**RECORDS TO PROCESS**
□ □ □ □
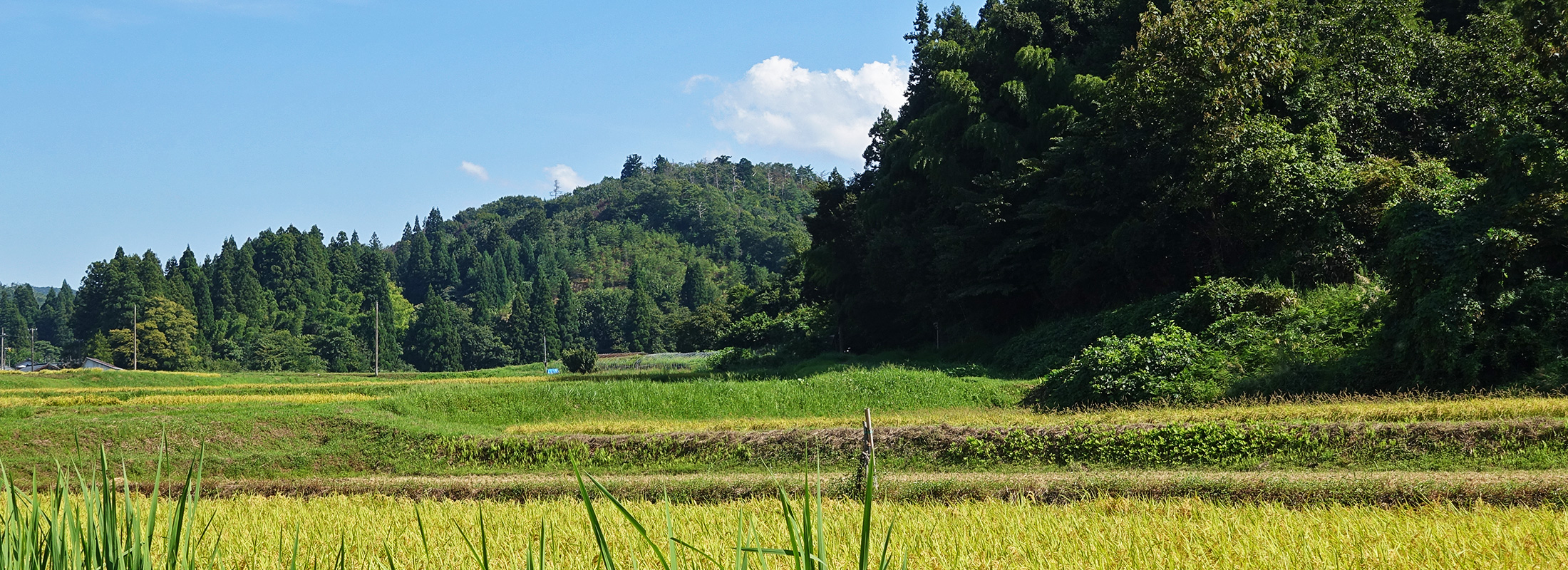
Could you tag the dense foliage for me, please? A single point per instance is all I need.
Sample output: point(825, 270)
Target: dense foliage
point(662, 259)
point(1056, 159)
□ □ □ □
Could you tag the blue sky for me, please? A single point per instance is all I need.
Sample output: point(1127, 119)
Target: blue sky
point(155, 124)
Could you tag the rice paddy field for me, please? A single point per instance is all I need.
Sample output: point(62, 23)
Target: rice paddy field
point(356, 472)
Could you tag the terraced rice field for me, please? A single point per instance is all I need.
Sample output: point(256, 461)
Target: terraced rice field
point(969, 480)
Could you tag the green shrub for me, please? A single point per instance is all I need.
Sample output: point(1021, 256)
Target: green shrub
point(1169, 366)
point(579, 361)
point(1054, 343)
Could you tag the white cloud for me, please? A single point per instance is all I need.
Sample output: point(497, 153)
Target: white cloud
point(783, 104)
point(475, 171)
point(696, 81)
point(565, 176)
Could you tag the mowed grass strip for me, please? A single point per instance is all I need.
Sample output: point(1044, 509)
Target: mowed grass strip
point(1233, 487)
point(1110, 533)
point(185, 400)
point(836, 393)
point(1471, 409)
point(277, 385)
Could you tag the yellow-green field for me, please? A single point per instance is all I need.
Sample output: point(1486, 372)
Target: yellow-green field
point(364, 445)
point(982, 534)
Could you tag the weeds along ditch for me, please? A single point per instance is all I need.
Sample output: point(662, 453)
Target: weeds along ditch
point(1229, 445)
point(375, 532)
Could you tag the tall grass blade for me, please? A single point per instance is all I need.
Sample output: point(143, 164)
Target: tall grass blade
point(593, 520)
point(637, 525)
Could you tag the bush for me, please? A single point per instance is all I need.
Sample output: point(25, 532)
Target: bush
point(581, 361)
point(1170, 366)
□ □ □ □
**GIVEN REQUEST**
Give the rows from the line containing "Could you tag the tall" through the line containing "point(1170, 366)" as a Markdown table with columns n and Line, numbering each line and leaving out blank lines.

**WRITTEN SOLUTION**
| n | Line |
|---|---|
| 1 | Could you tag the tall grass blade for me, please? A single point per instance is all I need. |
| 2 | Sample output: point(143, 164) |
| 3 | Target: tall grass blade |
| 4 | point(593, 520) |
| 5 | point(637, 525) |
| 6 | Could you tag the bush for me, please? A single point per instance is all I need. |
| 7 | Sample output: point(25, 532) |
| 8 | Target: bush |
| 9 | point(581, 361) |
| 10 | point(1170, 366) |